WHAT YOU SHOULD DO: Set down every entry again, exactly as it appears.

+++ DATA FOR REVIEW +++

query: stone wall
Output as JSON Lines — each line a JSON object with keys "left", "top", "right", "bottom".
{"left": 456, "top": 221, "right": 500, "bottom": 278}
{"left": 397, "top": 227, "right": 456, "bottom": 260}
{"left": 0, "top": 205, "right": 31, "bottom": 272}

+++

YOUR SOLUTION:
query: stone wall
Output as JSON Lines — each line a JSON object with keys "left", "top", "right", "bottom".
{"left": 456, "top": 221, "right": 500, "bottom": 278}
{"left": 397, "top": 227, "right": 456, "bottom": 260}
{"left": 0, "top": 205, "right": 31, "bottom": 272}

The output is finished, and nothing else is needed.